Given request 1:
Answer these questions about the text on static equilibrium:
(a) Which law is used with the pressure (38) to get the density distribution?
(b) What does the text call k and a in the family of solutions?
(c) Besides its periodicity in z, what else does the wavenumber k describe?
Given request 2:
Rewrite the text on static equilibrium between "This transformation has" and "in either direction.", inclusive, putting "center" in place of "origin".

Text passage:
* * * *
Each prescription of F(ω) yields a Liouville solution ϕ defining a static equilibrium. The field, with B_x = B₁, is given by the flux function (40), frozen into an isothermal density distribution

$$\begin{equation} \rho g = k_0 p_1 \exp \left(\lambda \phi \right), \end{equation} \tag{ 44 }$$

using the ideal gas law and the pressure (38). The field and density are expressed as functions of space through ϕ(y, z).

For our purpose in this paper, we concentrate on the family of solutions generated by

$$\begin{eqnarray} F(\omega) & = & \exp \left(k \omega \right) + a, \nonumber \\ u(y, z) & = & \exp \left(k y \right) \cos kz + a, \\ v(y, z) & = & \exp \left(k y \right) \sin kz,\nonumber \end{eqnarray} \tag{ 45 }$$

where k and a are two arbitrary constants. Equation (42) gives the solution

$$\begin{equation} \exp (\lambda \phi ) = {2 k^2 \exp (2 k y ) \over \pi p_1 \lambda ^2 (1 + a^2 + 2 a \exp (k y ) \cos kz + \exp (2 k y ) )^2 }. \end{equation} \tag{ 46 }$$

For a given a, define $\exp \left(k y_1 \right) = \sqrt{1 + a^2}$. Then a transformation y → y + y₁ redefines the function ϕ(y, z):

$$\begin{equation} \exp (\lambda \phi ) = {2 k^2 \over \pi p_1 \lambda ^2 (\sqrt{1 + a^2} \cosh ky + a \cos kz )^2 }. \end{equation} \tag{ 47 }$$

This transformation has moved the origin along the y-axis to a location about which the redefined function ϕ(y, z) is symmetric in y. The free parameter k is the wavenumber of this function's periodicity in z, as well as its exponential decline with y in either direction.
* * * *
Supplied material:

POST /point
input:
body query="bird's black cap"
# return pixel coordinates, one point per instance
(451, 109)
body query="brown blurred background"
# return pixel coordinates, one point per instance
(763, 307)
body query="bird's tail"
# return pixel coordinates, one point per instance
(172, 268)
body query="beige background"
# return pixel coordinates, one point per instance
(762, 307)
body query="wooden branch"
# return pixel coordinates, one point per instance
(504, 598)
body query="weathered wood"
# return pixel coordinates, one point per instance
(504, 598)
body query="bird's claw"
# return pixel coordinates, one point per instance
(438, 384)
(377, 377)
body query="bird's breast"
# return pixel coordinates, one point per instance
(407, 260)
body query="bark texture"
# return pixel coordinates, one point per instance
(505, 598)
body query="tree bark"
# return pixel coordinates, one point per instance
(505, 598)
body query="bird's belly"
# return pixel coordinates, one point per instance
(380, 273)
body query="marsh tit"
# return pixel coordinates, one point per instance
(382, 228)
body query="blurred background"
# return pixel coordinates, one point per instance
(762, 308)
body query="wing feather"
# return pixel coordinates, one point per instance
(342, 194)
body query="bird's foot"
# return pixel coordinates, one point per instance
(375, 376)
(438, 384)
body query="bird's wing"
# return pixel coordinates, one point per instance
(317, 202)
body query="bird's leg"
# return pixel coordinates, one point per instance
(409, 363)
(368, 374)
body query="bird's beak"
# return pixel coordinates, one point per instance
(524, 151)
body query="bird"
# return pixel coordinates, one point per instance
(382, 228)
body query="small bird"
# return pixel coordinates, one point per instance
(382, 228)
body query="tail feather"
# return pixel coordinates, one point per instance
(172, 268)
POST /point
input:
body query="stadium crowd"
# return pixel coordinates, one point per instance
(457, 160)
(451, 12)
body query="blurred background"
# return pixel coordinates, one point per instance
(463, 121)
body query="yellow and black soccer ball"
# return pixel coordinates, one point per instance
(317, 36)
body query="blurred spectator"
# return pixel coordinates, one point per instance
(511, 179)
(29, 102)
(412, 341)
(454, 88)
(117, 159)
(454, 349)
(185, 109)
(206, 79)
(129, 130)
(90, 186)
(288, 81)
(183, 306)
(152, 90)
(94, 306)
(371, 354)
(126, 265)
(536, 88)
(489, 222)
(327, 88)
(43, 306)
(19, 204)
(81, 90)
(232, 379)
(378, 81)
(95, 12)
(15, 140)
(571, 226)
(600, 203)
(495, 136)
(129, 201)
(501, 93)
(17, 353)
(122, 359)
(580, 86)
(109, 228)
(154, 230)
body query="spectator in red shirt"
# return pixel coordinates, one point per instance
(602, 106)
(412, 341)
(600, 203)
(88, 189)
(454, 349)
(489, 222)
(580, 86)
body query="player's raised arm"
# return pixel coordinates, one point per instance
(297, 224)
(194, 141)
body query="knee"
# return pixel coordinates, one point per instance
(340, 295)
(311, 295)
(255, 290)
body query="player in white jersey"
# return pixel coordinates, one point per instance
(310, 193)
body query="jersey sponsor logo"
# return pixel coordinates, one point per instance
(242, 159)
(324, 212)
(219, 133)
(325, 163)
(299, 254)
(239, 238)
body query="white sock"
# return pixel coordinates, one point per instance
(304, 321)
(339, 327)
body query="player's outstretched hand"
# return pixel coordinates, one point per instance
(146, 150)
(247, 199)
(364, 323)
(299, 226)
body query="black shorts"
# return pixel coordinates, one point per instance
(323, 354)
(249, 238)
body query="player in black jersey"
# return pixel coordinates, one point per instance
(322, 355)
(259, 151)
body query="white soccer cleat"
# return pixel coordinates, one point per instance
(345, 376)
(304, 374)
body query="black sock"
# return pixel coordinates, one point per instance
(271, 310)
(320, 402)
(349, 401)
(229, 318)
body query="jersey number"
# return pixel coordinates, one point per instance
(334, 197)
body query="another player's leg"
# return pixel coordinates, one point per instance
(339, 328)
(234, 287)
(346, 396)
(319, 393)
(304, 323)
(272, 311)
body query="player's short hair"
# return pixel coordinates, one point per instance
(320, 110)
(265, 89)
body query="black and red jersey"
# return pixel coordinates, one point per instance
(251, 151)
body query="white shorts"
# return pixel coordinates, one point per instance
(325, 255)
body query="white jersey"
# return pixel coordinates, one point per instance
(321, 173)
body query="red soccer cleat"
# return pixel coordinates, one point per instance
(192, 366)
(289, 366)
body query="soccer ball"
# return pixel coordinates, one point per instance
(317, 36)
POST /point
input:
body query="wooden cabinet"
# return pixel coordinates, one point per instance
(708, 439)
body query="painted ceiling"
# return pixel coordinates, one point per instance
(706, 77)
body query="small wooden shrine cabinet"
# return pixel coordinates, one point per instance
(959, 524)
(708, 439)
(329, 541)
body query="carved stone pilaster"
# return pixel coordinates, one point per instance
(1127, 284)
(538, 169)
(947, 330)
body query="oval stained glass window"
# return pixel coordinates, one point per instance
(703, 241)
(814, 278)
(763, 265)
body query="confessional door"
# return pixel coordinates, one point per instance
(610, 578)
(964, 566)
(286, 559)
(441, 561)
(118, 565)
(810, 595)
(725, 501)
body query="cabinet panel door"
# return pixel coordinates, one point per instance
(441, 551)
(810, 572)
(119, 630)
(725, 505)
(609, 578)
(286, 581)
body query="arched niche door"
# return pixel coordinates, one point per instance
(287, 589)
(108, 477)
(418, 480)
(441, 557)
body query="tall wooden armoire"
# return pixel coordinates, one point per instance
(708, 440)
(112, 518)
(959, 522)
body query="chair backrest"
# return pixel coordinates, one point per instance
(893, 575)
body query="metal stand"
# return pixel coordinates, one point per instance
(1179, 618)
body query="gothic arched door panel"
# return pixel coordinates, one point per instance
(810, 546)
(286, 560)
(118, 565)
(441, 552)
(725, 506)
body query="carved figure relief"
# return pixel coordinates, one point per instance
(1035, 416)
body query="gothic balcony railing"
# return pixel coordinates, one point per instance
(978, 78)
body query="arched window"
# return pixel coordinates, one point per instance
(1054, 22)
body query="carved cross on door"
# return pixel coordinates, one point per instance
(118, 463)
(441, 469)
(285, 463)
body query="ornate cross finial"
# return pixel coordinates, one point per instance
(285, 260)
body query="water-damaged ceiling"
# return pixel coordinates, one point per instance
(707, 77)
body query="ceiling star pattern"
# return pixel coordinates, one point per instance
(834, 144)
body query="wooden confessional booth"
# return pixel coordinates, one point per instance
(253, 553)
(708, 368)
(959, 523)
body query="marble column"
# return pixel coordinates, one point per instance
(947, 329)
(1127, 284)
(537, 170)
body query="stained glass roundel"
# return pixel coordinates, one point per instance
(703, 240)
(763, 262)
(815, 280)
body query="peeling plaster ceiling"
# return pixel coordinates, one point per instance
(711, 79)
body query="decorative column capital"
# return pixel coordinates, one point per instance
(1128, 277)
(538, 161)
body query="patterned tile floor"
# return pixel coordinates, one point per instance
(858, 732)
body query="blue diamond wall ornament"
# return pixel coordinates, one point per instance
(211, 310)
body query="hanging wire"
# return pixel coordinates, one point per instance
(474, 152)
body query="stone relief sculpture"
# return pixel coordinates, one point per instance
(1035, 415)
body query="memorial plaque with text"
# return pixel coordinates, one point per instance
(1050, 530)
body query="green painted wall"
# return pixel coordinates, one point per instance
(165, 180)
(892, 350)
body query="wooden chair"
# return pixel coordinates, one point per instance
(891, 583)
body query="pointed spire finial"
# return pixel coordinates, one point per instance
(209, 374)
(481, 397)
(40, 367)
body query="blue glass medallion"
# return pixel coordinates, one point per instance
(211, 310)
* * * *
Task response 1:
(a) The ideal gas law.
(b) Two arbitrary constants.
(c) The function's exponential decline with y in either direction.

Task response 2:
This transformation has moved the center along the y-axis to a location about which the redefined function ϕ(y, z) is symmetric in y. The free parameter k is the wavenumber of this function's periodicity in z, as well as its exponential decline with y in either direction.